» Brief 1:
Extract the cam and valvetrain upgrade thread below, reproducing it in full without any changes.

» Extracted text:

┄┄┄┄┄┄┄┄┄┄

# Cam and Valvetrain Upgrade



## rafael87 (Feb 8, 2015)

Hello all,

I've got a 2005 m6 GTO with about 85k miles.

I have Pacesetter headers and mid pipes for it. I want to install a:

cam, 
FAST 92mm intake, 
dual valve springs, 
chromoly pushrods, and 
titanium retainers

I want to daily drive it, so what sort of cam grind and manufacturer do you recommend? 
Also, is it recommended that I upgrade my rocker arms, and do you recommend anything else for the cam upgrade? 
Is there anything that's extraneous in my list; do I absolutely need the FAST intake, or can I do without it?
Is there a place where I can get whatever I need in kit form, at a reasonable price?
How much power would I be potentially looking at?

Thanks!


----------



## svede1212 (Nov 1, 2005)

I'd go to Flow Tech Induction and at the top there is a Cam Tech Form link. Fill it out and in a couple of days Ed Curtis there will get back with a couple of recommendations that fit your mods, future mods and goals for the car. Get the compete kit with springs, push rods etc. You'll need a tune after install. He custom specs his own cams and his advise is golden. You can expect to gain over 60 RWHP. A cam is the best bang for the buck upgrade and you already have the base needed with long tube headers. I wouldn't be surprised if he gives you the Street Sweeper HT as one of them as it has been a very good, streetable cam for the LS. A timing chain might be a good idea at that mileage. Although it's PITA to install as you have to remove the oil pump to install the chain so while you have it out a Melling oil pump would be a really good upgrade. You can't make any power if your motor takes a crap from the pump going out.

You shouldn't need to upgrade your rockers to aluminum rollers. The stock ones are actually very strong and lighter at the ends where it counts. You may want to get the trunnion upgrade for them but that's all I'd do.

┄┄┄┄┄┄┄┄┄┄

» Brief 2:
Convert the records below, from the line containing "If you could spot the windshield" up to and including the line containing "column 187, row 173", into a JSON list of strings with one string per line and blank lines omitted.

┄┄┄┄┄┄┄┄┄┄

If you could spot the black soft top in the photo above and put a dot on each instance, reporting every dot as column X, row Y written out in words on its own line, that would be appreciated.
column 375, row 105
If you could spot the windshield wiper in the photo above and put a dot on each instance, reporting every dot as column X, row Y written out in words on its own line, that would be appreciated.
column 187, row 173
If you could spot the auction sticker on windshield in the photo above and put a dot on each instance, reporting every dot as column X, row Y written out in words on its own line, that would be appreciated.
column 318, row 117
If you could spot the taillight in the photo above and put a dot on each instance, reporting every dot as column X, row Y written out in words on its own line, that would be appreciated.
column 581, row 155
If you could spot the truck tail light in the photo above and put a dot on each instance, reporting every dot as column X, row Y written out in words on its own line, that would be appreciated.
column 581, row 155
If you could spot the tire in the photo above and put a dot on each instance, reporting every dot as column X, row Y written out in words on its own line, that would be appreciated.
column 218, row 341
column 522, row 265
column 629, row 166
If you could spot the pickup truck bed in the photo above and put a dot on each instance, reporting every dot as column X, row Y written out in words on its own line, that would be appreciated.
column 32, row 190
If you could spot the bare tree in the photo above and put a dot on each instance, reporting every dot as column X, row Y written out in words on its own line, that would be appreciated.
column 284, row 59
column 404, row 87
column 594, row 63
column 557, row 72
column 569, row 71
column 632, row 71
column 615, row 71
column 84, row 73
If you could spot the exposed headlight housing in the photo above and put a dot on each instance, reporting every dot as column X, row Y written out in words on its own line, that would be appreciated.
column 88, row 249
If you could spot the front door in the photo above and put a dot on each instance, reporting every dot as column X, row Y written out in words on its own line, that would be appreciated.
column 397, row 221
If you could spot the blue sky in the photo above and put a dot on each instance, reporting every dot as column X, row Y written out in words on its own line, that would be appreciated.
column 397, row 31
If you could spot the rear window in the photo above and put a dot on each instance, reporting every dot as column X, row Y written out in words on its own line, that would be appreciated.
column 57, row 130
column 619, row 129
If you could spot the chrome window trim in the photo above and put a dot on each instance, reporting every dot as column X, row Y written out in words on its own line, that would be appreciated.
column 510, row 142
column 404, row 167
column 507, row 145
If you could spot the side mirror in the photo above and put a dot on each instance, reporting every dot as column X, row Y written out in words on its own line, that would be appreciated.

┄┄┄┄┄┄┄┄┄┄

» Right answer 1:
# Cam and Valvetrain Upgrade



## rafael87 (Feb 8, 2015)

Hello all,

I've got a 2005 m6 GTO with about 85k miles.

I have Pacesetter headers and mid pipes for it. I want to install a:

cam, 
FAST 92mm intake, 
dual valve springs, 
chromoly pushrods, and 
titanium retainers

I want to daily drive it, so what sort of cam grind and manufacturer do you recommend? 
Also, is it recommended that I upgrade my rocker arms, and do you recommend anything else for the cam upgrade? 
Is there anything that's extraneous in my list; do I absolutely need the FAST intake, or can I do without it?
Is there a place where I can get whatever I need in kit form, at a reasonable price?
How much power would I be potentially looking at?

Thanks!


----------



## svede1212 (Nov 1, 2005)

I'd go to Flow Tech Induction and at the top there is a Cam Tech Form link. Fill it out and in a couple of days Ed Curtis there will get back with a couple of recommendations that fit your mods, future mods and goals for the car. Get the compete kit with springs, push rods etc. You'll need a tune after install. He custom specs his own cams and his advise is golden. You can expect to gain over 60 RWHP. A cam is the best bang for the buck upgrade and you already have the base needed with long tube headers. I wouldn't be surprised if he gives you the Street Sweeper HT as one of them as it has been a very good, streetable cam for the LS. A timing chain might be a good idea at that mileage. Although it's PITA to install as you have to remove the oil pump to install the chain so while you have it out a Melling oil pump would be a really good upgrade. You can't make any power if your motor takes a crap from the pump going out.

You shouldn't need to upgrade your rockers to aluminum rollers. The stock ones are actually very strong and lighter at the ends where it counts. You may want to get the trunnion upgrade for them but that's all I'd do.

» Right answer 2:
[
  "If you could spot the windshield wiper in the photo above and put a dot on each instance, reporting every dot as column X, row Y written out in words on its own line, that would be appreciated.",
  "column 187, row 173"
]